The task: The response should be a precise copy of every entry.

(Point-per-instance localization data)
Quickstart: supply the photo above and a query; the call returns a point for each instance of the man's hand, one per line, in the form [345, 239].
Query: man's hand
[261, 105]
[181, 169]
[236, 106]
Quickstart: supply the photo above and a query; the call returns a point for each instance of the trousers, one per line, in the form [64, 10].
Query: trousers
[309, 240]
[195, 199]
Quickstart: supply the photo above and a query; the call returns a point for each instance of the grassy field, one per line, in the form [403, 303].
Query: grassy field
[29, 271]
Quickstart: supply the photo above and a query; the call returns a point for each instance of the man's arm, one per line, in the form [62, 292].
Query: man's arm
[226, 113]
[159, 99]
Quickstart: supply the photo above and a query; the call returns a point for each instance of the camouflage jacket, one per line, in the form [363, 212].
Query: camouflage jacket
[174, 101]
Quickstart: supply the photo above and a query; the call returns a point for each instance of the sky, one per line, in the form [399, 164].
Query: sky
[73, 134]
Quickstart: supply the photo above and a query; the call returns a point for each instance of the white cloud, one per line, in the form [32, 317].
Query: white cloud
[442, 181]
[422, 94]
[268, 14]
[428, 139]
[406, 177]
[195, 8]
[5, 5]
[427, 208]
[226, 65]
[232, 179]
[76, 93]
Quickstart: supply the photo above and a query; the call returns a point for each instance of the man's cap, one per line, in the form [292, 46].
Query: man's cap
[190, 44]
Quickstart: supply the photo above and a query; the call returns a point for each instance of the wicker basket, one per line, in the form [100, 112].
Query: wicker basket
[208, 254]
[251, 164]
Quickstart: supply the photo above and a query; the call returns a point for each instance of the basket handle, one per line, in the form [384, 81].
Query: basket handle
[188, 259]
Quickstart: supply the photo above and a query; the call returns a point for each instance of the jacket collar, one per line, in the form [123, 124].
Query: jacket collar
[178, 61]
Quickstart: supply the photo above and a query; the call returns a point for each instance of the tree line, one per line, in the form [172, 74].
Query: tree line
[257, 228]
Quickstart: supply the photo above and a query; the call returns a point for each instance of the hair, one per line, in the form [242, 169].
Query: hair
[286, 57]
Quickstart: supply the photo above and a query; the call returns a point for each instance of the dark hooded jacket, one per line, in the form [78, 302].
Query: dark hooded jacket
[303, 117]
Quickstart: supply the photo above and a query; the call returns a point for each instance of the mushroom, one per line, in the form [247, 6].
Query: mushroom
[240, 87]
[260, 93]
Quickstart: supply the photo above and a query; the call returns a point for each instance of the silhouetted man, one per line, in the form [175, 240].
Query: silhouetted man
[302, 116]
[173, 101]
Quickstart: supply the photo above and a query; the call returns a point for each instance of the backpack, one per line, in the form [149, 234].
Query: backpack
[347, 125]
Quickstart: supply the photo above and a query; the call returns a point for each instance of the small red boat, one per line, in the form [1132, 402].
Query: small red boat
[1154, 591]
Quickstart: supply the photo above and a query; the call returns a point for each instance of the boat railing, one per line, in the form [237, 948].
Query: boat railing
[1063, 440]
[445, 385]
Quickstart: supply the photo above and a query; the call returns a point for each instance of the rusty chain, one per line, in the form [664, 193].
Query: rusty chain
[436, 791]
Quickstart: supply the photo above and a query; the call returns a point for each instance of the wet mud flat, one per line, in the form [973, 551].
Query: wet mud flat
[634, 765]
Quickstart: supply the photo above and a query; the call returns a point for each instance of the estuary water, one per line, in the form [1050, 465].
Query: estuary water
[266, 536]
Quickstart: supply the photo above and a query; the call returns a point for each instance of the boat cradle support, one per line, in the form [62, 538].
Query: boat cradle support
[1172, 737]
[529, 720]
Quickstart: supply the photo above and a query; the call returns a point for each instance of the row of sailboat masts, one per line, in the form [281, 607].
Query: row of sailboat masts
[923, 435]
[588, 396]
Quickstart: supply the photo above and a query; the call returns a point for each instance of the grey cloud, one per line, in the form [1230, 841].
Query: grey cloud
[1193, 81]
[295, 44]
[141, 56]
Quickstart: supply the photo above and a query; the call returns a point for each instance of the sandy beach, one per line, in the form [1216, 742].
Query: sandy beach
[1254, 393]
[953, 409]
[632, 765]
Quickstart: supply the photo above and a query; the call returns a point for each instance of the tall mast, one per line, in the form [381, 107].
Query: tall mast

Response to this task:
Quickstart: supply the photo above and a query; the call returns a point for each instance of the man's hand, one per line, in the form [345, 239].
Query: man's hand
[261, 105]
[181, 169]
[236, 106]
Quickstart: supply the photo above and a query; the call returns a point for each instance of the trousers, one per line, in the form [64, 10].
Query: trousers
[309, 240]
[195, 199]
Quickstart: supply the photo above and a query; the call returns a point for each instance of the grassy field, one per line, in the form [403, 303].
Query: grassy field
[29, 271]
Quickstart: supply the photo above and a query; the call returns a point for each instance of the man's arm, one per line, in the form [62, 292].
Query: man's arm
[226, 113]
[159, 99]
Quickstart: supply the photo above and a query; the call returns a point for each instance of the camouflage jacket, one per line, in the form [363, 212].
Query: camouflage jacket
[174, 101]
Quickstart: supply the photo above and a query; the call returns a point for each instance of the sky, one per line, in the form [399, 164].
Query: sky
[73, 134]
Quickstart: supply the photo above and a query; the call returns a point for each instance of the white cloud, one per line, in the form [32, 317].
Query: white cloud
[442, 181]
[422, 94]
[268, 14]
[428, 139]
[406, 177]
[195, 8]
[5, 5]
[427, 208]
[226, 65]
[232, 179]
[76, 93]
Quickstart: supply the photo above and a query; the call returns a point for each instance of the man's cap, one per line, in the form [292, 46].
Query: man's cap
[190, 44]
Quickstart: supply the photo above and a query; the call returns a point for each instance of the wicker basket, one per line, in the form [100, 112].
Query: wicker basket
[208, 254]
[251, 164]
Quickstart: supply the photo above and a query; the call returns a point for each instance of the basket handle, one per line, in the form [384, 81].
Query: basket handle
[188, 259]
Quickstart: supply the photo above and a query; the call returns a point for each instance of the jacket collar, one per line, in the form [123, 124].
Query: jacket collar
[178, 61]
Quickstart: supply the photo above and a query; the call returns a point for each instance of the tree line, one per line, in the form [172, 74].
Query: tree line
[257, 228]
Quickstart: supply the photo above and a query; the call returns a point for each instance of the hair, one per line, in the form [242, 169].
Query: hair
[286, 57]
Quickstart: supply the photo above and a query; the call returns a point for each instance of the dark hooded jacket, one per line, in the form [78, 302].
Query: dark hooded jacket
[303, 117]
Quickstart: supply the photo above and a query; the call returns a point for each instance of the mushroom, one per line, in the form [247, 6].
Query: mushroom
[240, 87]
[260, 93]
Quickstart: supply the photo above and a query; the call returns a point for each instance of the silhouetted man, one per line, in the form [175, 240].
Query: silhouetted man
[302, 116]
[173, 101]
Quickstart: supply the photo above and a query; the call returns a point for each instance of the backpack, one per line, in the form [149, 234].
Query: backpack
[347, 125]
Quickstart: supply the photo above and a query; the call returns a point for each instance of the small red boat, one per line, in the form [1132, 402].
Query: small red boat
[1154, 591]
Quickstart: supply the photo above and a query; the call returns a point for each instance of the boat railing, one per line, in the form [237, 948].
Query: boat railing
[1063, 440]
[445, 385]
Quickstart: supply the photo above and a query; the call returns a point for each instance of the rusty chain, one per line, in the form [664, 193].
Query: rusty chain
[436, 791]
Quickstart: supply the photo above and a query; the call returns a point for each instance of the wet mud flat, one per line, in the form [973, 551].
Query: wet mud flat
[634, 765]
Quickstart: supply the photo above and a query; the call returns a point for each instance of the estuary water, one per line, in the form [1050, 465].
Query: estuary water
[266, 536]
Quickstart: supply the photo above and a query; the call returns a point for each instance of the boat cradle support, one per line, in the form [62, 538].
Query: boat cradle support
[1172, 737]
[529, 720]
Quickstart: supply the photo above and a query; the call returns a point for each instance of the row of sailboat masts, one per line, in the form [281, 607].
Query: row of sailboat masts
[923, 435]
[588, 396]
Quickstart: supply the photo above and a query; the call returns a point for each instance of the grey cloud, one per line, in the form [1230, 841].
Query: grey cloud
[1193, 81]
[295, 44]
[141, 56]
Quickstart: supply the photo above and a query; the call returns a point for each instance of the sandy beach, one per line, in the form [1216, 742].
Query: sandy beach
[1254, 393]
[953, 409]
[632, 765]
Quickstart: supply the photo above and a query; the call returns a point for each instance of the tall mast, one per line, in the form [381, 107].
Query: tall mast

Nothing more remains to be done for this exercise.